(Region pointing data)

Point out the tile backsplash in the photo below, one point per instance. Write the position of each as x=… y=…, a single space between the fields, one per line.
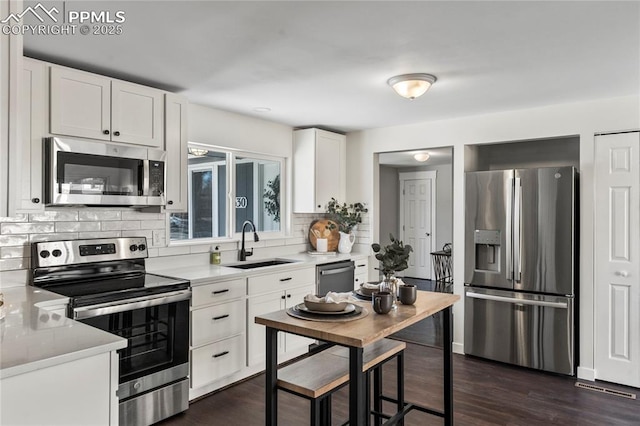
x=17 y=232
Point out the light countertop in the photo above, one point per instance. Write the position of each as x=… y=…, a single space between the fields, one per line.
x=34 y=336
x=206 y=273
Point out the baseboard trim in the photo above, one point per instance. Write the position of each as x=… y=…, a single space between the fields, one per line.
x=586 y=374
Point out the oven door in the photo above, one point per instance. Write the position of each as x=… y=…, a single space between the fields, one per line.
x=157 y=331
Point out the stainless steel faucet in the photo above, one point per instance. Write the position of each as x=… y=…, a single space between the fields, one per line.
x=243 y=253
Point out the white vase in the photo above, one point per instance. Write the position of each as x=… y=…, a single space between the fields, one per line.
x=346 y=242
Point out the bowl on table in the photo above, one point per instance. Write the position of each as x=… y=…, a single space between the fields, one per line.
x=322 y=306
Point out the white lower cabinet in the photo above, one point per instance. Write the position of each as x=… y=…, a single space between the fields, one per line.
x=217 y=360
x=218 y=331
x=273 y=292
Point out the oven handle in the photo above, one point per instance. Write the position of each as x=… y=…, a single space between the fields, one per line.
x=337 y=271
x=130 y=304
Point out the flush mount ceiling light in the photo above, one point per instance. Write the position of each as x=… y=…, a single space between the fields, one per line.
x=421 y=156
x=411 y=86
x=198 y=152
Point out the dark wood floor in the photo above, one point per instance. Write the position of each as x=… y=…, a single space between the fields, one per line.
x=485 y=393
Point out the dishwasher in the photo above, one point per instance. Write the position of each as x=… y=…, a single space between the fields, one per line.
x=336 y=276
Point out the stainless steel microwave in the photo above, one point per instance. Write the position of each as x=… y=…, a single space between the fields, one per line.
x=80 y=172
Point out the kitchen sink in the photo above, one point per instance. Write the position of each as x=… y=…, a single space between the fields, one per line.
x=261 y=264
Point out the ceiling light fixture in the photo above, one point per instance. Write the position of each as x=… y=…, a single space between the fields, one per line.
x=421 y=156
x=411 y=86
x=198 y=152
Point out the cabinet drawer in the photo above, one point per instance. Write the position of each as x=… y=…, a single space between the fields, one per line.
x=217 y=322
x=217 y=292
x=280 y=281
x=212 y=362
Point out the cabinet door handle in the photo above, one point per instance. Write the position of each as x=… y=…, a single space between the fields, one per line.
x=220 y=317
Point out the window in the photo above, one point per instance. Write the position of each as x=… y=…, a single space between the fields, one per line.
x=255 y=193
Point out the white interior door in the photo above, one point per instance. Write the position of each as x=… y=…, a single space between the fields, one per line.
x=617 y=258
x=417 y=214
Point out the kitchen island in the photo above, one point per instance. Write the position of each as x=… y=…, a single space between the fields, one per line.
x=356 y=335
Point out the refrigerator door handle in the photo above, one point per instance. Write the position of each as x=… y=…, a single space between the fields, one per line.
x=509 y=227
x=561 y=305
x=517 y=222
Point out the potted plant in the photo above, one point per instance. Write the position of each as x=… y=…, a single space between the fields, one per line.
x=393 y=257
x=347 y=216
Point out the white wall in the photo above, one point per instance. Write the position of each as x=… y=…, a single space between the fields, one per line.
x=216 y=127
x=583 y=119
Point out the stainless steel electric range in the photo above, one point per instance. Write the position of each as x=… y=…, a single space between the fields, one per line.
x=109 y=288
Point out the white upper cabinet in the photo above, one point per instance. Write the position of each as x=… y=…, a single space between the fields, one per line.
x=92 y=106
x=27 y=192
x=319 y=169
x=136 y=114
x=176 y=147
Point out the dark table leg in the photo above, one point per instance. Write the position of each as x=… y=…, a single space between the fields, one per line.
x=358 y=411
x=448 y=365
x=271 y=391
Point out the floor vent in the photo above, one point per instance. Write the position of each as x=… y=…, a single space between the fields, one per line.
x=606 y=390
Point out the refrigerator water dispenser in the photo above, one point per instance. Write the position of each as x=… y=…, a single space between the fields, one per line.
x=487 y=250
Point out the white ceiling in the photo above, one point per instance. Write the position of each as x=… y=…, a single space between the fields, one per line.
x=325 y=63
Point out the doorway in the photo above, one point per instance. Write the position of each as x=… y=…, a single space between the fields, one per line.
x=428 y=210
x=417 y=218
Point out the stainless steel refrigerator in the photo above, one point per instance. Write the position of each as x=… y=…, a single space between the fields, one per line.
x=520 y=258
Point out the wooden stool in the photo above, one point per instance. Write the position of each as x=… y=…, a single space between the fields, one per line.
x=318 y=376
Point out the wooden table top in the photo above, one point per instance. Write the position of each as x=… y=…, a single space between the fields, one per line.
x=369 y=329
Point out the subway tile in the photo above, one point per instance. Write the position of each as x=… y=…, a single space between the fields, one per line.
x=36 y=238
x=173 y=251
x=12 y=264
x=77 y=226
x=119 y=225
x=54 y=216
x=26 y=228
x=138 y=233
x=13 y=240
x=136 y=215
x=98 y=234
x=274 y=243
x=20 y=217
x=98 y=215
x=154 y=224
x=14 y=252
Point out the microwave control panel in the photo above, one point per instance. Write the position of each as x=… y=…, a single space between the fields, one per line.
x=156 y=178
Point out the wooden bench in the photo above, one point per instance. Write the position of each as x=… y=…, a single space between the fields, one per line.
x=318 y=376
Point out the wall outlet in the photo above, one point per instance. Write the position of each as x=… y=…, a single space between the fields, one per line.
x=159 y=239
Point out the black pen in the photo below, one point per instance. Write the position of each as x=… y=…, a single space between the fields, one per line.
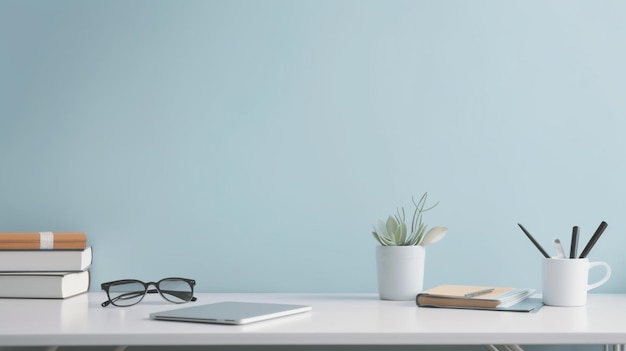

■ TASK INSTRUCTIONS
What the answer needs is every record above, exactly as written, and no pictures.

■ TASK RESULT
Point out the tile backsplash in the photo below, one point per instance. Write the position of each as x=… y=…, a single space between the fields, one per line.
x=17 y=232
Point out the light countertop in the photo above, one point per instance. Write the position of each as x=… y=…, a single space between the fields, one per line.
x=34 y=336
x=206 y=273
Point out the baseboard trim in the photo above, one point per instance. Write the position of each as x=… y=…, a single space between the fields, one per line.
x=586 y=374
Point out the oven door in the photo above, one point per instance. Write the position of each as x=… y=…, a single space between the fields, one per line.
x=157 y=331
Point out the stainless steel faucet in the photo above, one point per instance. Write the position of each as x=… y=…, a single space between the fields, one per line.
x=243 y=253
Point out the white vase in the photo above, one point per instance. Write the position of each as x=… y=…, a single space between the fields, one per line.
x=346 y=242
Point out the bowl on table in the photo above, one point per instance. Write the position of each as x=… y=…, a single space between the fields, one per line.
x=322 y=306
Point out the white lower cabinet in the photo above, one point per instance. Write the position of each as x=… y=…, a single space between the fields, one per line.
x=217 y=360
x=218 y=331
x=273 y=292
Point out the oven handle in the photo above, one point per instance. Write the position of each as x=… y=…, a single space between the fields, one per line.
x=337 y=271
x=130 y=304
Point out the flush mount ceiling light in the photo above, one point per instance. Write the position of each as x=… y=…, a single space between the fields, one per line.
x=421 y=156
x=411 y=86
x=198 y=152
Point out the dark wood floor in the photo above, one point per instance. Write the position of each as x=… y=…, a single space between the fields, one per line.
x=485 y=393
Point out the dishwasher in the photo above, one point per instance. Write the position of each as x=… y=…, a single space between the fields, one per line.
x=336 y=276
Point out the stainless steel microwave in the photo above, one point per instance. Write the position of each as x=… y=…, a single space between the fields, one per line.
x=80 y=172
Point out the kitchen sink in the photo above, one point per instance. Write the position of each as x=… y=…, a single space between the fields, one per line.
x=261 y=264
Point out the ceiling light fixture in the photo above, one point per instance. Write the position of each as x=… y=…, a single space between the fields, one per line.
x=421 y=156
x=411 y=86
x=198 y=152
Point out the cabinet drawer in the photo above, one point per instance. Write the position of each as x=… y=…, a single space between the fields, one per line.
x=217 y=322
x=217 y=292
x=280 y=281
x=212 y=362
Point out the cabinet door handle in the photo above, one point per instance. Write the position of each as x=… y=…, a single space between the fields, one per line.
x=220 y=317
Point out the window in the photo above, one point per instance. Write the position of each as x=… y=…, a single space between the fields, one per line.
x=255 y=193
Point out the white interior door in the photo above, one point per instance. Write the position of each as x=… y=…, a single space between the fields, one per line.
x=617 y=258
x=417 y=214
Point out the kitchen island in the photo above, one point per instance. Write the position of each as x=… y=…, a single space between the fields, one per line.
x=356 y=335
Point out the refrigerator door handle in the photo above, one point per instance. Write the position of each as x=… y=…, a single space between the fields, one per line.
x=509 y=227
x=561 y=305
x=517 y=222
Point out the potted plant in the photo above, one point per instance. Write the position of each as x=… y=…, a single space between the fields, one per line.
x=393 y=257
x=347 y=216
Point out the white wall in the photo above, one point per instance. Write the position of each as x=… y=…, a single space between the fields, one per line.
x=216 y=127
x=583 y=119
Point out the stainless steel electric range in the photo above, one point per instance. Write the position of each as x=… y=…, a single space between the fields, one per line.
x=109 y=288
Point out the white upper cabinet in the photo above, one point per instance. Write the position of each as x=… y=…, a single space between the fields, one per line.
x=92 y=106
x=27 y=192
x=319 y=169
x=136 y=114
x=176 y=147
Point out the dark table leg in the photo above, one point per instance. Write the position of each as x=… y=…, a single space between the fields, one per line.
x=358 y=411
x=448 y=365
x=271 y=391
Point out the floor vent in the photo above, one point per instance. Write the position of each as x=… y=…, a single space between the fields, one per line.
x=606 y=390
Point out the refrigerator water dispenser in the photo above, one point per instance. Write the position of each as x=… y=…, a single space between the fields, one per line.
x=487 y=250
Point out the white ceiling in the photo above, one point per instance. Write the position of each as x=… y=…, a single space between the fields, one per line.
x=325 y=63
Point out the doorway in the photo above, one point per instance. Write the position of each as x=… y=…, a single space between the fields, one per line.
x=428 y=210
x=417 y=218
Point out the stainless steel refrigerator in the photo above, one point per instance. Write the position of each as x=… y=…, a single space between the fields, one per line.
x=520 y=258
Point out the wooden stool in the photo above, one point per instance. Write the position of each as x=… y=…, a single space between the fields, one per line.
x=318 y=376
Point out the wooden table top in the photo above, one point per instance. Write the position of each as x=… y=…, a single space between the fields, one per line.
x=369 y=329
Point out the subway tile in the photo above, one point per instance. Write the position of each as x=… y=…, a single space between the fields, one per line.
x=36 y=238
x=173 y=251
x=12 y=264
x=77 y=226
x=119 y=225
x=54 y=216
x=26 y=228
x=138 y=233
x=13 y=240
x=136 y=215
x=98 y=234
x=274 y=243
x=20 y=217
x=98 y=215
x=154 y=224
x=14 y=252
Point out the microwave control panel in the photo above, one point per instance. Write the position of each as x=… y=…, a single space between the fields, one per line.
x=156 y=178
Point out the wooden bench in the photo above, one point per instance. Write the position of each as x=… y=…, a single space between the fields, one per line.
x=318 y=376
Point out the wall outlet in the photo above, one point per instance. Write the position of each as x=… y=…, a single space between the fields, one per line.
x=159 y=239
Point out the black pen in the photo below, one point per instance. Write the position of each as x=… y=…, a single space between the fields, one per line.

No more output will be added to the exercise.